WHAT IS REQUIRED: Every line from the one containing "flowers, written as integer pixel values." through the end of the listing below goes in the output, exactly and without pictures.

DATA SHOWN:
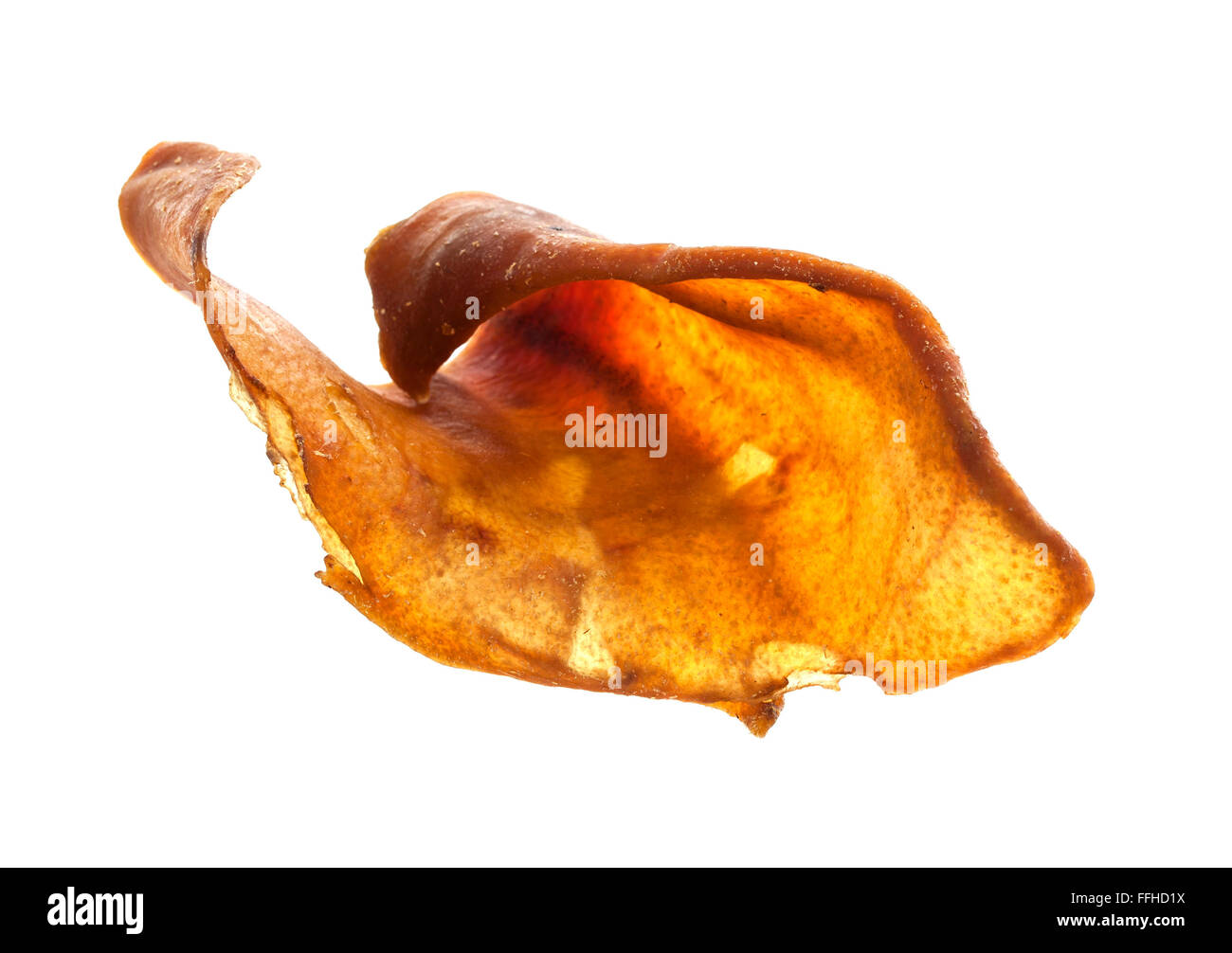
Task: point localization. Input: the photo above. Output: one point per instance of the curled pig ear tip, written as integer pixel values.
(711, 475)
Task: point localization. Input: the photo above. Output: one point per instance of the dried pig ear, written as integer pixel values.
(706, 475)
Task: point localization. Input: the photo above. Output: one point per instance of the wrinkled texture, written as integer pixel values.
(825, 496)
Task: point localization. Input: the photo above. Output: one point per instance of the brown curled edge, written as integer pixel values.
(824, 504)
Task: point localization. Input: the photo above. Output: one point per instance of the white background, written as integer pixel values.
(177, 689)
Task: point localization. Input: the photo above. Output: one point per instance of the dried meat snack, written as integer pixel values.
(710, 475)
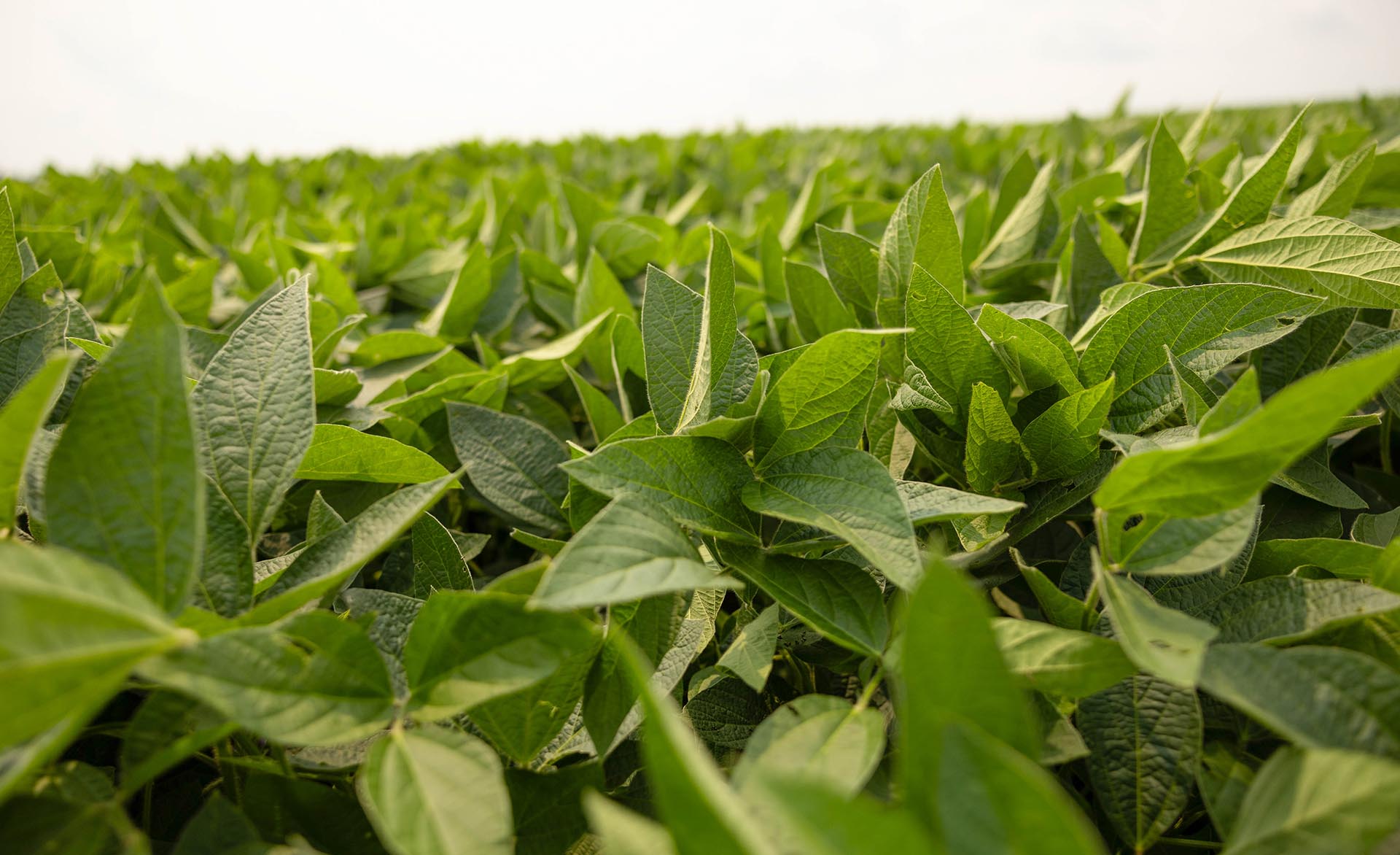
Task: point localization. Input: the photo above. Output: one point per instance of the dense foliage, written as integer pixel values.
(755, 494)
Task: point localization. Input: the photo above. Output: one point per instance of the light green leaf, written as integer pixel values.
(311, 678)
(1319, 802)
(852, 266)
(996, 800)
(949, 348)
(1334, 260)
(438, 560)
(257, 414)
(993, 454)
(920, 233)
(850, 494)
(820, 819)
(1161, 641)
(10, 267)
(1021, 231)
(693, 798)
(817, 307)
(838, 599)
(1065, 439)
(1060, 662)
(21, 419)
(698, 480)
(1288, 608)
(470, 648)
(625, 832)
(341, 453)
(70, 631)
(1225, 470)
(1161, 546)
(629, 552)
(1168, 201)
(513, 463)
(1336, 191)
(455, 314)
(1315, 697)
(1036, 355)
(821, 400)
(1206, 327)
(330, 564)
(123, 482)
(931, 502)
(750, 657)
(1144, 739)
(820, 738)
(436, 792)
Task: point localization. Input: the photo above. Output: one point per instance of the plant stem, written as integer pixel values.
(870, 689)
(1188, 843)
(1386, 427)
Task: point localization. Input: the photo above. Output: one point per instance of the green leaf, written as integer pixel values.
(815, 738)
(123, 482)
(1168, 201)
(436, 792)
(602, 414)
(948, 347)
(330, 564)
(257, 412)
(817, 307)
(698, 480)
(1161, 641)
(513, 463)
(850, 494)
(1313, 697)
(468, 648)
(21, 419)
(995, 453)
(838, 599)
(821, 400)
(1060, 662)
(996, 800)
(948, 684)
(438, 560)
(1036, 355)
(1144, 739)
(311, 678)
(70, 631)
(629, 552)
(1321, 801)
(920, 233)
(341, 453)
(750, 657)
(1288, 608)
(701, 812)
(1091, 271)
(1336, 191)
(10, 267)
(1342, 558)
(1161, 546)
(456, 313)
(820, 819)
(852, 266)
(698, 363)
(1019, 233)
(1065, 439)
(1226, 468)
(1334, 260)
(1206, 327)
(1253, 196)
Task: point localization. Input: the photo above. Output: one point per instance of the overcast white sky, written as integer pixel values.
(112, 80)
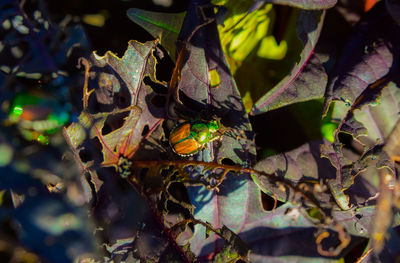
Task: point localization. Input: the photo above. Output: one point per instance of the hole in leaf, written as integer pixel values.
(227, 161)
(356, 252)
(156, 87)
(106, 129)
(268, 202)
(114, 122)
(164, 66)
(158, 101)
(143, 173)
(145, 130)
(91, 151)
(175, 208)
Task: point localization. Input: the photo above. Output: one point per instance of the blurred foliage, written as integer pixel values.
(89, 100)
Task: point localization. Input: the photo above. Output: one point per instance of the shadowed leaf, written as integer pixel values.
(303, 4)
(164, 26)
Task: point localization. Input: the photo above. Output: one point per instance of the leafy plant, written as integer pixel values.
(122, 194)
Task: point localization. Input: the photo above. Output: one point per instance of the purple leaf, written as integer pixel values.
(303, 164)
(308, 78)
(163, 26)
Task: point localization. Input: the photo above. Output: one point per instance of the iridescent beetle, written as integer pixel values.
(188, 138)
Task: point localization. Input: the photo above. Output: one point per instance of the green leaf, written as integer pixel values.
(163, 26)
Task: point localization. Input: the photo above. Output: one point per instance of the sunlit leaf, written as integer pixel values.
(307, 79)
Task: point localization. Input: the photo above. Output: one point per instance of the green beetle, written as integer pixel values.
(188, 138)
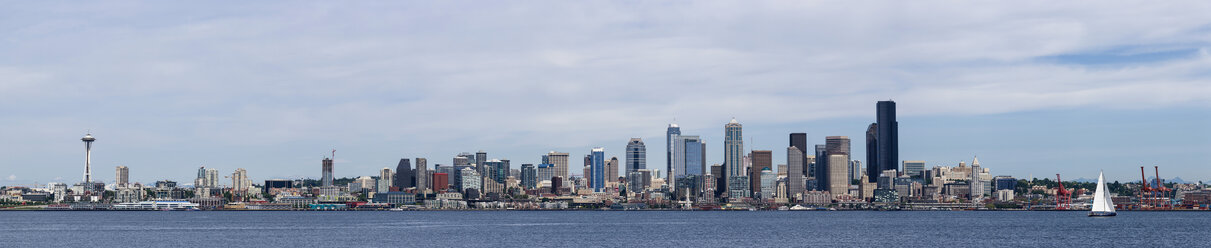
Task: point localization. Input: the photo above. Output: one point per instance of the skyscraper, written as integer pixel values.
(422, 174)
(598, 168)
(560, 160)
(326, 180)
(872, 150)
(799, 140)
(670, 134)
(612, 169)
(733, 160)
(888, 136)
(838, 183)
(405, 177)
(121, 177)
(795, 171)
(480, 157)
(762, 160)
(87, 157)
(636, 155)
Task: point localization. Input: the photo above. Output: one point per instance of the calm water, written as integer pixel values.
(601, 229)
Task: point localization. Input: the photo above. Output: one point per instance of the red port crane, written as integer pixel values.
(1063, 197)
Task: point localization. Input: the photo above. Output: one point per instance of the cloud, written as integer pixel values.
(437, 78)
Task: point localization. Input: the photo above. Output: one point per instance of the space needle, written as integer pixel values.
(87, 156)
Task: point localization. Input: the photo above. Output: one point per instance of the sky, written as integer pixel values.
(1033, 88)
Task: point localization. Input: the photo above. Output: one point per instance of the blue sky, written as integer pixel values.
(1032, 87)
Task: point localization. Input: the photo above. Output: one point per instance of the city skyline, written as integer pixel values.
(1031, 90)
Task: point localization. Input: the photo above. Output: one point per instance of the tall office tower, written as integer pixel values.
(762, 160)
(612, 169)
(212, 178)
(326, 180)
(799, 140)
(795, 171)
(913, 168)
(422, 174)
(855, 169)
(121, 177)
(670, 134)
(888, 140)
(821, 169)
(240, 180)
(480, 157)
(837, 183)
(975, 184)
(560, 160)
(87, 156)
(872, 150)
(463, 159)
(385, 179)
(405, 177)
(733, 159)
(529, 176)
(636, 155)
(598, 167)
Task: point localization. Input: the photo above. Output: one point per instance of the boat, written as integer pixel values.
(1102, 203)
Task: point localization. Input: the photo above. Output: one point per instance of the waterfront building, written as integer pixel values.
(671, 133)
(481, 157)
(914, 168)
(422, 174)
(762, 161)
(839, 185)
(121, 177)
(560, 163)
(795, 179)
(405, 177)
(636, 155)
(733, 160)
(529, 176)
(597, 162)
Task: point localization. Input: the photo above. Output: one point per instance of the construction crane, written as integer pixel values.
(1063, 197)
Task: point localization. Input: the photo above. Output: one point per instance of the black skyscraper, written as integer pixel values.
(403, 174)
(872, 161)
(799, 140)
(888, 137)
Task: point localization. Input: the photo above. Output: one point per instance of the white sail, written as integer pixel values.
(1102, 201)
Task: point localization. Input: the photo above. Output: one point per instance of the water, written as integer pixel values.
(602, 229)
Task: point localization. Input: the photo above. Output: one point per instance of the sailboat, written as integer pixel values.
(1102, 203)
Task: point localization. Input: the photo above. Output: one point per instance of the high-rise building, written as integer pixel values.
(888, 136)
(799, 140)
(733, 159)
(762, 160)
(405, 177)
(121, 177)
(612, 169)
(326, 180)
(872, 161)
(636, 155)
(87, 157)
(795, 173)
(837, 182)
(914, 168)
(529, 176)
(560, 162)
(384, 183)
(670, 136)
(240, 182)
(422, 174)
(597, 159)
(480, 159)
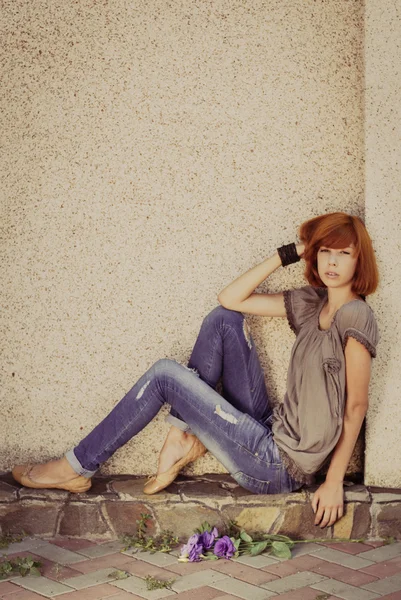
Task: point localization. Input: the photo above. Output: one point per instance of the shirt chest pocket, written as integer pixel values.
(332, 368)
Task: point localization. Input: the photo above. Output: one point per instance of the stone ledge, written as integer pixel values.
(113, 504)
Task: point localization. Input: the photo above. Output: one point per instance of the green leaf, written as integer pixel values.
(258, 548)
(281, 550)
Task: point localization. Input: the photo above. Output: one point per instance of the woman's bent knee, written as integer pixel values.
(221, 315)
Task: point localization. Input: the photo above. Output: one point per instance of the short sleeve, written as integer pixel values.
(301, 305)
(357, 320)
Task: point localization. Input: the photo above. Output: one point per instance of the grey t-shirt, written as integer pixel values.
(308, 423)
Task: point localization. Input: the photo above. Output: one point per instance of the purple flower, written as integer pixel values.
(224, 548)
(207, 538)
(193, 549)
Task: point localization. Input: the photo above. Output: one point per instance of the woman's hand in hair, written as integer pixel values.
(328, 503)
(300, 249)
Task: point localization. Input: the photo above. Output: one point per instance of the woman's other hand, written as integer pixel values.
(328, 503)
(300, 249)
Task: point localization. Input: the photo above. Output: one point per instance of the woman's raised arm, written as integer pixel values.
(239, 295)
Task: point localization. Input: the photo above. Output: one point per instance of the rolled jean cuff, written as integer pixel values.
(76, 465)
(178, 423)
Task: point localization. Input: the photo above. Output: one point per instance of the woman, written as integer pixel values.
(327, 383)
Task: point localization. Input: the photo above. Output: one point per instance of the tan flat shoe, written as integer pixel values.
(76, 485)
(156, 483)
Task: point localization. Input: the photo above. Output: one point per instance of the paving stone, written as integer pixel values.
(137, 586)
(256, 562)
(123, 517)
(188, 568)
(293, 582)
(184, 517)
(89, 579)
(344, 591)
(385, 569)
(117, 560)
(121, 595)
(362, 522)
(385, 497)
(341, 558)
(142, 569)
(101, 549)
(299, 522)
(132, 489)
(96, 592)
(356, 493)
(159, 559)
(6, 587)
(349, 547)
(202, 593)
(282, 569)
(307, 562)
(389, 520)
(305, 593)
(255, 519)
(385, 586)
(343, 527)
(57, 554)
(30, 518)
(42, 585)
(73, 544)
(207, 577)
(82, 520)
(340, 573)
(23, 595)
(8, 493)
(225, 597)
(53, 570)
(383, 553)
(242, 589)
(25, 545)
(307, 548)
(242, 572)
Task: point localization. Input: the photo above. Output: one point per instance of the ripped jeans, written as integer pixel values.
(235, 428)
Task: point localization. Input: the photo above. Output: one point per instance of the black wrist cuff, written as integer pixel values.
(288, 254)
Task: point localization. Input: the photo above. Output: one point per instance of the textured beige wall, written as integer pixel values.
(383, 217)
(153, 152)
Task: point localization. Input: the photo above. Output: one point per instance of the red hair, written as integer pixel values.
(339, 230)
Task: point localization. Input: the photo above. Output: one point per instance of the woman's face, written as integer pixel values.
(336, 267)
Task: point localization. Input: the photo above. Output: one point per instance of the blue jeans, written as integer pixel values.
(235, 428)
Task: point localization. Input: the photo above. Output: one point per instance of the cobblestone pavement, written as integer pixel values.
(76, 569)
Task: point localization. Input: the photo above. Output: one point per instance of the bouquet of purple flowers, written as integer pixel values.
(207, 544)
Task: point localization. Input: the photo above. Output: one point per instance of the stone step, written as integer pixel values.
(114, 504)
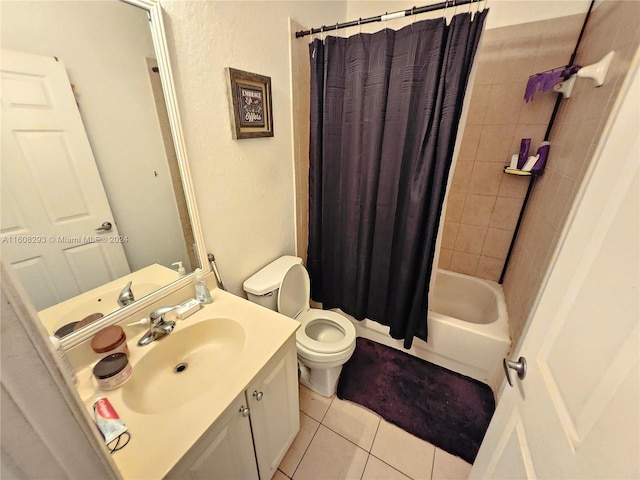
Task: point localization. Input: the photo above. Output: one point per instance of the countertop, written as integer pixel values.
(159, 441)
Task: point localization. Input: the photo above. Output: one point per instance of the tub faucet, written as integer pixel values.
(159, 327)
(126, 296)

SOLUTION FOR THIS EXERCISE:
Task: point localization. Input: the photo above. Output: one point per instance of the bouquet of purple flowers, written as integer pixel values.
(207, 544)
Task: point localization. Input: the photo above. Output: one point per instance of the stone step, written as integer pixel values.
(114, 504)
Task: point localization. Input: the photo above. Output: one point per instance of the countertop, written as integer pixel values.
(159, 441)
Task: point localization. Input: the photo above. Output: one point per instance of the tub faucet, written as integer pixel values.
(159, 327)
(126, 296)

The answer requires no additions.